PC Directions in dppca

In ordinary PCA, the principal component directions are obtained from the eigenvectors of the sample covariance matrix. In dppca, these directions can be computed in two different ways.

  1. Non-private PC directions: eigenvectors of the sample covariance matrix.
  2. Differentially private PC directions: private principal component directions obtained through the g-DPPCA procedure.

Notation

Let

\[ X = \begin{bmatrix} X_1^\top \\ X_2^\top \\ \vdots \\ X_n^\top \end{bmatrix} \in \mathbb{R}^{n \times p} \]

be the data matrix used for PCA, where \(X_i \in \mathbb{R}^p\)is the \(i\)-th observation. We assume that \(X\) has been centered, and optionally standardized.

The principal component direction matrix is denoted by

\[ V_k = [v_1,\ldots,v_k] \in \mathbb{R}^{p \times k}, \]

where each column \(v_\ell\) is a unit vector representing the \(\ell\)-th pc direction.

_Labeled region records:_
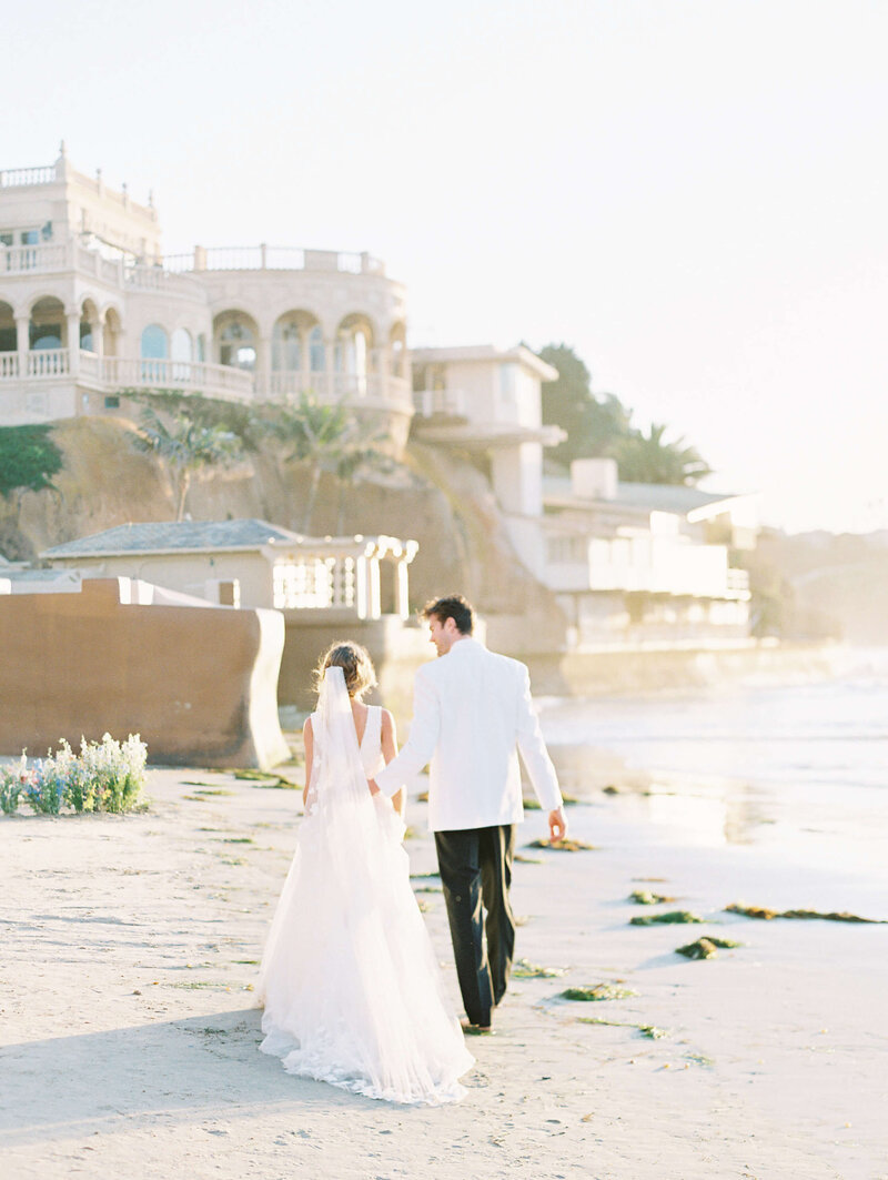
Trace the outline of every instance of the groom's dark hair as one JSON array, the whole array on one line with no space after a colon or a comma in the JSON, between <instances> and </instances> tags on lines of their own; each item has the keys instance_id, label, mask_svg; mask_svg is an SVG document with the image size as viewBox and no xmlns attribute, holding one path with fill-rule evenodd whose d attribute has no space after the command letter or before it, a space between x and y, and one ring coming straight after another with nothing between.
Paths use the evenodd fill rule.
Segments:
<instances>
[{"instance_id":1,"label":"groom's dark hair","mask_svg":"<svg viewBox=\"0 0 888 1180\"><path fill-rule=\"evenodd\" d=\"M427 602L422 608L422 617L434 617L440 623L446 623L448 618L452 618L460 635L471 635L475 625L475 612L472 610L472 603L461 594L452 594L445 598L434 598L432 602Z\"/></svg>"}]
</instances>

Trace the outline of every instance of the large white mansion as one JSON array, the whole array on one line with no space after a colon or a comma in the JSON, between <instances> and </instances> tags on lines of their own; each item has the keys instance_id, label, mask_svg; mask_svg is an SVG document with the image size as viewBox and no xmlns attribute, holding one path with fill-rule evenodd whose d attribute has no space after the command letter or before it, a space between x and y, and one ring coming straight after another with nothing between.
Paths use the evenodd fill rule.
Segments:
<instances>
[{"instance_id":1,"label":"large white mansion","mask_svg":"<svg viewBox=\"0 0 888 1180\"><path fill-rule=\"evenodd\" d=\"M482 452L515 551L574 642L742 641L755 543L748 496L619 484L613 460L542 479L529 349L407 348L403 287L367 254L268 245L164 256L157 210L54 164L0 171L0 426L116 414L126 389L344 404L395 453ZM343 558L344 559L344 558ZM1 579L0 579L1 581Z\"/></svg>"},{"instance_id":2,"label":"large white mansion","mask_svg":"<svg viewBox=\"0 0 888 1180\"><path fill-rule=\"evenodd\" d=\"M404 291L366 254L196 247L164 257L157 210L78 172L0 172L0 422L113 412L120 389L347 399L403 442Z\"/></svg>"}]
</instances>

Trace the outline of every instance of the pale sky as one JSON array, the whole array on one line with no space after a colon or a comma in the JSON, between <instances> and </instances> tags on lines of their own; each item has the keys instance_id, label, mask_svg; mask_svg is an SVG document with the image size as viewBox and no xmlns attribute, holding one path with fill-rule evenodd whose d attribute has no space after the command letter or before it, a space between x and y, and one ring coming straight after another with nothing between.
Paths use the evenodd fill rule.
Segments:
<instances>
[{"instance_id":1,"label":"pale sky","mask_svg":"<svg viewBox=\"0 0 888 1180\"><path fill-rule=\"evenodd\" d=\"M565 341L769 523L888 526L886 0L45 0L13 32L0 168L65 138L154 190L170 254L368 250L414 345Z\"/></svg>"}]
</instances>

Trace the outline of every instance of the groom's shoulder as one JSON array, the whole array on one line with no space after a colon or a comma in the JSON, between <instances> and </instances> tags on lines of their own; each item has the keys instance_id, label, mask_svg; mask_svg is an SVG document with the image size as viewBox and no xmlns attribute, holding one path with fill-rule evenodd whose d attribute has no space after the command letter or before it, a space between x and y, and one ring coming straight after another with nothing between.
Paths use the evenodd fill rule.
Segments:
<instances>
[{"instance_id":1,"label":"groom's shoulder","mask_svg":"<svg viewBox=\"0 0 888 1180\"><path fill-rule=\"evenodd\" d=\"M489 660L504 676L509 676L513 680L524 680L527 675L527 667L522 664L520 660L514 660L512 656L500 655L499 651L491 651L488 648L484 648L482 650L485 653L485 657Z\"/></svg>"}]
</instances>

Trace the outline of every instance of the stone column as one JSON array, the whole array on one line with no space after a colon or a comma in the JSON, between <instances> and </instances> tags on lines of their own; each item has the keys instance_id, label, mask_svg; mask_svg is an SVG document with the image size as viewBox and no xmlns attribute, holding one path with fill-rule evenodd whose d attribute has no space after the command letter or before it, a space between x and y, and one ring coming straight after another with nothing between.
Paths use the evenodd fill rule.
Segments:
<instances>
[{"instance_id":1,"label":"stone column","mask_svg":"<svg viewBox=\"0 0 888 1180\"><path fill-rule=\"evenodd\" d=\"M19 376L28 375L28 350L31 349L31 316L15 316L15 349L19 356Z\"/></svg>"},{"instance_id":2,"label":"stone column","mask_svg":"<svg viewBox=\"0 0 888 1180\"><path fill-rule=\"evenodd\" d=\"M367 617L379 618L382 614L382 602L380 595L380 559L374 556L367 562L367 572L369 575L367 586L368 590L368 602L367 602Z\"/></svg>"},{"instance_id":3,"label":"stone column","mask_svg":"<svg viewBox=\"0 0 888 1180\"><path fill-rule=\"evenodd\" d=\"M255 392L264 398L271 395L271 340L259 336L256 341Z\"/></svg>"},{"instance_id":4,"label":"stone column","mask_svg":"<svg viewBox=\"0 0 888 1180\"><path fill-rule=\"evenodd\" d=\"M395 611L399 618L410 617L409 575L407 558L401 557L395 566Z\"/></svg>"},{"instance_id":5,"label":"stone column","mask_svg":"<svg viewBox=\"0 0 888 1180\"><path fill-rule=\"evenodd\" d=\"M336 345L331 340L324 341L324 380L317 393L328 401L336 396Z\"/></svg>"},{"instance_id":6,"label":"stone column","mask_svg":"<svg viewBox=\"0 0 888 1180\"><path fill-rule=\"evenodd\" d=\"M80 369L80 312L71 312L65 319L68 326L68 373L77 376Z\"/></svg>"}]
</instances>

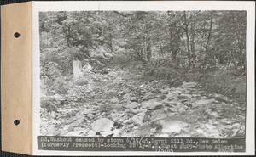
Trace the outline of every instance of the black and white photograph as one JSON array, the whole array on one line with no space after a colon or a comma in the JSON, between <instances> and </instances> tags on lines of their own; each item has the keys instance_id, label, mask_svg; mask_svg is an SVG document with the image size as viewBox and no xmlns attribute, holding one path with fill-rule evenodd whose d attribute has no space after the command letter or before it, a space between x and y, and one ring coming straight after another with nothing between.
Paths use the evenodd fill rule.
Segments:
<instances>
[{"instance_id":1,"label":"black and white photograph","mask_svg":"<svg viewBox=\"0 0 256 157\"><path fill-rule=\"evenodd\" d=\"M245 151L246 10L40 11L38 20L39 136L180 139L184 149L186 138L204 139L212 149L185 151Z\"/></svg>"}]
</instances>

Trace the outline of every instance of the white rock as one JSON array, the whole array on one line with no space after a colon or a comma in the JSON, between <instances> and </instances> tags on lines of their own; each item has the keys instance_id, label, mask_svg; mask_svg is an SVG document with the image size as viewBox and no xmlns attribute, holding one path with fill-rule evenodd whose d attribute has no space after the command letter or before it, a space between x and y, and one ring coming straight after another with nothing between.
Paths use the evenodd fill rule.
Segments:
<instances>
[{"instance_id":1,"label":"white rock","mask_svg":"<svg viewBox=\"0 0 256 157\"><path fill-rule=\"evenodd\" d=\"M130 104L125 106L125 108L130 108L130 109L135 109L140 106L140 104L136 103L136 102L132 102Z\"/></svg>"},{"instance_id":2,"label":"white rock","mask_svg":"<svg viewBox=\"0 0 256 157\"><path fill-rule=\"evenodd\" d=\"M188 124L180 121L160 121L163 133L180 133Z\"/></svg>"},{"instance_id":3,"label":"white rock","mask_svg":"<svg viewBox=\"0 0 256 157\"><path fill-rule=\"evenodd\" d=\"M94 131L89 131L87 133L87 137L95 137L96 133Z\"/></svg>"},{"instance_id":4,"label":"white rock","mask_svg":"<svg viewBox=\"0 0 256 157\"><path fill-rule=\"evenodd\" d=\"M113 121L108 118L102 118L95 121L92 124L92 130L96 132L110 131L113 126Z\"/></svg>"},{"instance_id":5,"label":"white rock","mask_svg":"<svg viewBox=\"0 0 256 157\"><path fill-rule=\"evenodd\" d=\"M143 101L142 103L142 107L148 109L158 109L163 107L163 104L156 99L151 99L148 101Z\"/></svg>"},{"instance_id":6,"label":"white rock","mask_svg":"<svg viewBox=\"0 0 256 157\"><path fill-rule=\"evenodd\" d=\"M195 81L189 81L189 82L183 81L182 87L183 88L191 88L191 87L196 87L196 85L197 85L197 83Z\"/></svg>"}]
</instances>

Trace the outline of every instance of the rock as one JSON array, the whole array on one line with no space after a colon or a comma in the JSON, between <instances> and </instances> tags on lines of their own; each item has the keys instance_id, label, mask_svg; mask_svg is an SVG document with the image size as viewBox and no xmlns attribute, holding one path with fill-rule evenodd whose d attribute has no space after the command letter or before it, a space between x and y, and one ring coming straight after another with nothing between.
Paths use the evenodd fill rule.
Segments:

_WHAT TO DO:_
• A. In the text on PC directions, write out everything from "In ordinary PCA, the" down to "and optionally standardized." again, updating "sample" to "empirical" wherever it appears.
• B. Tally the lines in the records that contain the string "pale", with case counting, and give only the number.

_EXPECTED RESPONSES:_
• A.
In ordinary PCA, the principal component directions are obtained from the eigenvectors of the empirical covariance matrix. In dppca, these directions can be computed in two different ways.

  1. Non-private PC directions: eigenvectors of the empirical covariance matrix.
  2. Differentially private PC directions: private principal component directions obtained through the g-DPPCA procedure.

Notation

Let

\[ X = \begin{bmatrix} X_1^\top \\ X_2^\top \\ \vdots \\ X_n^\top \end{bmatrix} \in \mathbb{R}^{n \times p} \]

be the data matrix used for PCA, where \(X_i \in \mathbb{R}^p\)is the \(i\)-th observation. We assume that \(X\) has been centered, and optionally standardized.

• B. 2